What this task involves
From the line with "box: [0, 68, 80, 91]" through the line with "49L42 46L41 49L29", repeat the entries verbatim, both end lines included, and add nothing.

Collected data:

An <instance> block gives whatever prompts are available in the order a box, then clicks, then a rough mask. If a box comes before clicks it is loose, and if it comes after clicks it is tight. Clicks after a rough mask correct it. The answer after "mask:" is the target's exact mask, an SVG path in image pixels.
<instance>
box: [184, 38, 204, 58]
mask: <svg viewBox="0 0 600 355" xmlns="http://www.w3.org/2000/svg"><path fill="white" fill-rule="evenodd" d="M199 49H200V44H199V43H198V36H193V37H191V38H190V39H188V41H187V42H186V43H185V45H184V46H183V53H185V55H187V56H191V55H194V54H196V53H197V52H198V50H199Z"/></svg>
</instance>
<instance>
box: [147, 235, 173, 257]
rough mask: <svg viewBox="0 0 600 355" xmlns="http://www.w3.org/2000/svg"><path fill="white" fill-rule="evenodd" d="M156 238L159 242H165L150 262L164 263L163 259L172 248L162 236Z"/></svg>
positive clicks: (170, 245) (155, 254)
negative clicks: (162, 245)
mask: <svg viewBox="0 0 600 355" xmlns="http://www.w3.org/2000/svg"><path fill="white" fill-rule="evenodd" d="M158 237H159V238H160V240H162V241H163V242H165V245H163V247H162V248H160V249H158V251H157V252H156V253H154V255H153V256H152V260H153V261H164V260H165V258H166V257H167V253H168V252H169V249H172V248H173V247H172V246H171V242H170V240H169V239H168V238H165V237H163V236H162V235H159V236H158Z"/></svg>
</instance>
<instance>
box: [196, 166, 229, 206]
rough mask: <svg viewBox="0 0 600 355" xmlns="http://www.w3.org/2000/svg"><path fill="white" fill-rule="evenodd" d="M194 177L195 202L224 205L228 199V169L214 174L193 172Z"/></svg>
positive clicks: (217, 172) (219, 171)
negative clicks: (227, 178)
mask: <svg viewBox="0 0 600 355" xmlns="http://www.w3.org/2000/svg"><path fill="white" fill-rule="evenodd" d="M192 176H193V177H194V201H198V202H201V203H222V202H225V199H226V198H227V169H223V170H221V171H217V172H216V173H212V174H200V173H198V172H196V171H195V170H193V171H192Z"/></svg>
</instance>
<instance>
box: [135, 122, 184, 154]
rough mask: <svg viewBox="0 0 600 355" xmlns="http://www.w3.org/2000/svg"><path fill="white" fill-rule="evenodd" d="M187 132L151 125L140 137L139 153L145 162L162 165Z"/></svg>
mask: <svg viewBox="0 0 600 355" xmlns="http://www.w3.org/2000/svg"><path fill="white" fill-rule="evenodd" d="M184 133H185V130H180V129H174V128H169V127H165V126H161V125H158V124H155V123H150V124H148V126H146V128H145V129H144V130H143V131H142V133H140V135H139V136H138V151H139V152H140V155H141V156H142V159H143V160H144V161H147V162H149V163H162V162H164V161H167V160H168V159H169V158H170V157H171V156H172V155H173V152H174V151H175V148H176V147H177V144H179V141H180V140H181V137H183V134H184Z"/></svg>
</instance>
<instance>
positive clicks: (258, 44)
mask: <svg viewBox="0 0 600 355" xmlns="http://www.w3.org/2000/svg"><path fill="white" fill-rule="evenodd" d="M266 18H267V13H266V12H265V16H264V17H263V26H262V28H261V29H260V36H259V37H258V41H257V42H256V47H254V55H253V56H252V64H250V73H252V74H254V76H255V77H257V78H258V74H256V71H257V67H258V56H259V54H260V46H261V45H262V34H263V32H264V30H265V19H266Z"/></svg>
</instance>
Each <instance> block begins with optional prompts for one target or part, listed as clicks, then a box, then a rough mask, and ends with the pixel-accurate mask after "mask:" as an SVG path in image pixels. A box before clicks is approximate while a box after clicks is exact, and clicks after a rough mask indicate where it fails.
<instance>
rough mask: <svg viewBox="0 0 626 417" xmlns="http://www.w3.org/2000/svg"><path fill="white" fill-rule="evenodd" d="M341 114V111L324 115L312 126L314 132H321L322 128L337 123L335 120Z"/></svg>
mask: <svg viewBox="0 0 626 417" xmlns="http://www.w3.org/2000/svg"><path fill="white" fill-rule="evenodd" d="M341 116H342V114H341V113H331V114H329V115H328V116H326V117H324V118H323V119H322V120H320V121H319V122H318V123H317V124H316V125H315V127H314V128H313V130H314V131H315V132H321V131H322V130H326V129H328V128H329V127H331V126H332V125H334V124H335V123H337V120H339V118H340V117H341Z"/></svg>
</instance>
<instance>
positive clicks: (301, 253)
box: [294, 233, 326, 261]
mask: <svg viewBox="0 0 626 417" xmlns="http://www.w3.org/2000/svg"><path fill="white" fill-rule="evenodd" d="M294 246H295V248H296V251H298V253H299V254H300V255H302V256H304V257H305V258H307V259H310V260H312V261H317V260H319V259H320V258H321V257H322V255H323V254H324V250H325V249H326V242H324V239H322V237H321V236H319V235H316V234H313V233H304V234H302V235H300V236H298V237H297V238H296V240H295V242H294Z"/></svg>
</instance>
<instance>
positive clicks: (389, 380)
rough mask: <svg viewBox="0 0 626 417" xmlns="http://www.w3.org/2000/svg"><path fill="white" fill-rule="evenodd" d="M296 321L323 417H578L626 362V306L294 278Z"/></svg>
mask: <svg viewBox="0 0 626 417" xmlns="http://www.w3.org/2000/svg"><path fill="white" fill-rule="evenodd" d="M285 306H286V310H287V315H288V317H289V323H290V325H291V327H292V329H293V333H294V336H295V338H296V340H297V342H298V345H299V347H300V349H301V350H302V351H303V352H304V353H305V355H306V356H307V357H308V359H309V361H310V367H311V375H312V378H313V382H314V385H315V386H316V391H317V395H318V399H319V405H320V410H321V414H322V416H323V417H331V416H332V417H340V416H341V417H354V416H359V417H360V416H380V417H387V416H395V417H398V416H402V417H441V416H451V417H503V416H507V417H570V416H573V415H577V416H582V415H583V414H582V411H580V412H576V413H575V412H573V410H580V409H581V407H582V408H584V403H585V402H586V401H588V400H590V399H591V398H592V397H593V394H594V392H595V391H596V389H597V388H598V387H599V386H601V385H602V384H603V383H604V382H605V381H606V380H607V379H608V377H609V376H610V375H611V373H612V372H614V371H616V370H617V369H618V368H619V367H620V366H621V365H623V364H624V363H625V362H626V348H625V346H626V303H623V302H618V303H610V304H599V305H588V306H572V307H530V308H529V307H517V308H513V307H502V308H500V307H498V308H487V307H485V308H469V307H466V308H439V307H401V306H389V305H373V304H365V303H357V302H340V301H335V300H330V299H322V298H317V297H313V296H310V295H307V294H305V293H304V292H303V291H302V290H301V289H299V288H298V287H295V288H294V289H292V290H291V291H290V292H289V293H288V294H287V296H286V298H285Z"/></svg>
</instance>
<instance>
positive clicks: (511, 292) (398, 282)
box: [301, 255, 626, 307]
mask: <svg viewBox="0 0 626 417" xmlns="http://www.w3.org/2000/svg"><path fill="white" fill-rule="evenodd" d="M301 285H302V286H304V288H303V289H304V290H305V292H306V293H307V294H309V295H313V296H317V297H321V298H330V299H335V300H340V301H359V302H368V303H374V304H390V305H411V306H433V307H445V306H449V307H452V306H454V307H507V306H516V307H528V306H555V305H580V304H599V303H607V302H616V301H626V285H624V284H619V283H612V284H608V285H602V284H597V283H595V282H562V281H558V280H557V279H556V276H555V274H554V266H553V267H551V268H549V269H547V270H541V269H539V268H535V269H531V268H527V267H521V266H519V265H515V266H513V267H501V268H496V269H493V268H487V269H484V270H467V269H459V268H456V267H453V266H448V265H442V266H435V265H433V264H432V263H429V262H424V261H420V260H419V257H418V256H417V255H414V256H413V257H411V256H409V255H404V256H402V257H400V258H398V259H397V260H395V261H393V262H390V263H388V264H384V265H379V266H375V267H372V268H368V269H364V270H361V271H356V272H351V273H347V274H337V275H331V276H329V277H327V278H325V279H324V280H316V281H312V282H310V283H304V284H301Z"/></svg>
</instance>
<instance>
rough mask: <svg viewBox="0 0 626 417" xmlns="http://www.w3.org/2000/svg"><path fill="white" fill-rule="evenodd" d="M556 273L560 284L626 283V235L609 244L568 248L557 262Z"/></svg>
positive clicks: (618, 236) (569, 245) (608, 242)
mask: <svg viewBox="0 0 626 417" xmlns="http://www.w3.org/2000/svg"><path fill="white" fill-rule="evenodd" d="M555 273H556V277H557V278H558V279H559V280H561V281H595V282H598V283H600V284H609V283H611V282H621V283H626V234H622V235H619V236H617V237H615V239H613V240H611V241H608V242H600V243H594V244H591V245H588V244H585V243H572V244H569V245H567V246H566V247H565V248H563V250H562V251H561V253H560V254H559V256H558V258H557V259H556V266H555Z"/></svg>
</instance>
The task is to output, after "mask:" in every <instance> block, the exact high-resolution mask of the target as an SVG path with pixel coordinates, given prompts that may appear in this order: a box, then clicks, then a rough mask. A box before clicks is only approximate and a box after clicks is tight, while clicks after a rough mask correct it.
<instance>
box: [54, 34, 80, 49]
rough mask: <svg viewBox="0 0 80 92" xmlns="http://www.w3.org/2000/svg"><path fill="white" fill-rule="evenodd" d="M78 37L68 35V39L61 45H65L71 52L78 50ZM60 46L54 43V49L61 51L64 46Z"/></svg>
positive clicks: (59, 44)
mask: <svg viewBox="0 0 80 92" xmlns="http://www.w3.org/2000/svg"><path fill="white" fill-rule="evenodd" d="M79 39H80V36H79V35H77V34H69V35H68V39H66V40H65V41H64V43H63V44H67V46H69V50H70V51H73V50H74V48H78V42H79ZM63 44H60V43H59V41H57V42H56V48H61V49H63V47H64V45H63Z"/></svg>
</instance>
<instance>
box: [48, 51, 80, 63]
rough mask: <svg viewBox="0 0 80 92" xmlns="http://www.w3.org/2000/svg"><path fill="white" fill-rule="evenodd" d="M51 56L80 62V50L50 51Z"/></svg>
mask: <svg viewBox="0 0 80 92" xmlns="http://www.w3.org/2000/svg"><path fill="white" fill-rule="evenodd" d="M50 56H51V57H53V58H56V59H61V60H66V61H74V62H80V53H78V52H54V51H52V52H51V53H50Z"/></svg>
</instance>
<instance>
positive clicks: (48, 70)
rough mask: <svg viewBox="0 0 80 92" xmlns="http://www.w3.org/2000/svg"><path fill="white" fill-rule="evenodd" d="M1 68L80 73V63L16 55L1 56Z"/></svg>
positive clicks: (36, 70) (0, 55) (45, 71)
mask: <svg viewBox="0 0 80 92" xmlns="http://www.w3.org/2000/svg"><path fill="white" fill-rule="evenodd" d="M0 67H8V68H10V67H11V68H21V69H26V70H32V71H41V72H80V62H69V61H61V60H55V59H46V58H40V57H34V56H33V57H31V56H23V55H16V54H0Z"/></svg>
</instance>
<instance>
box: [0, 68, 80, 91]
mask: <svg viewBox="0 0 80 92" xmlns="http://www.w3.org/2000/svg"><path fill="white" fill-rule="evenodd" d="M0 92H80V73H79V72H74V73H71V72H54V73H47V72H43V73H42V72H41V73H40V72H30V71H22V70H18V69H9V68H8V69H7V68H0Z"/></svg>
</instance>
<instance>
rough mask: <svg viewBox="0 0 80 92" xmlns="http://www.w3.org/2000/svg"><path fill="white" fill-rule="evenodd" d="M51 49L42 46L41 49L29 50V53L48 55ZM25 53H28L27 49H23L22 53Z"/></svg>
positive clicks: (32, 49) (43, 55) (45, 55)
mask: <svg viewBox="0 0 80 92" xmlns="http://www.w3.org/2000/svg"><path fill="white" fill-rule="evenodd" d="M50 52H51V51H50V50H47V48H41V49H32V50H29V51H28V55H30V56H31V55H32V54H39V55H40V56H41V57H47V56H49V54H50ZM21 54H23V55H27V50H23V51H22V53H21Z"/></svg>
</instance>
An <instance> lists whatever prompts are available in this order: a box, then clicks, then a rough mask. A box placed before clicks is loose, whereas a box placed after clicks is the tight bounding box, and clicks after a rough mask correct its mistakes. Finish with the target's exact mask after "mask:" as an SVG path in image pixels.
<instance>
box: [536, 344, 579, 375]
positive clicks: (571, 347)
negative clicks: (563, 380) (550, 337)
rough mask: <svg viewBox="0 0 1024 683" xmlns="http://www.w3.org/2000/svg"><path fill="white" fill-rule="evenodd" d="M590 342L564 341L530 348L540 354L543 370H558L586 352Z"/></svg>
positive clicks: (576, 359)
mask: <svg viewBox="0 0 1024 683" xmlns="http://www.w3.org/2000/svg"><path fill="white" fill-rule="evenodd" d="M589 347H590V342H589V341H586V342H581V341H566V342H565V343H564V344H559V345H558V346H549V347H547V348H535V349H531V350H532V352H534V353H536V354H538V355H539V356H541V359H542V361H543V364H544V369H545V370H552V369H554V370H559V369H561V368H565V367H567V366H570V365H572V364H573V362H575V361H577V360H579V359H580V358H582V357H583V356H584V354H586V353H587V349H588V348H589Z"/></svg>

Response to this exercise
box: [0, 68, 80, 91]
mask: <svg viewBox="0 0 80 92" xmlns="http://www.w3.org/2000/svg"><path fill="white" fill-rule="evenodd" d="M0 92H80V73H79V72H74V73H71V72H54V73H47V72H43V73H42V72H41V73H40V72H30V71H22V70H18V69H9V68H8V69H7V68H0Z"/></svg>
</instance>
<instance>
rough mask: <svg viewBox="0 0 80 92" xmlns="http://www.w3.org/2000/svg"><path fill="white" fill-rule="evenodd" d="M51 49L42 46L41 49L29 50V53L48 55ZM25 53H28L27 49H23L22 53Z"/></svg>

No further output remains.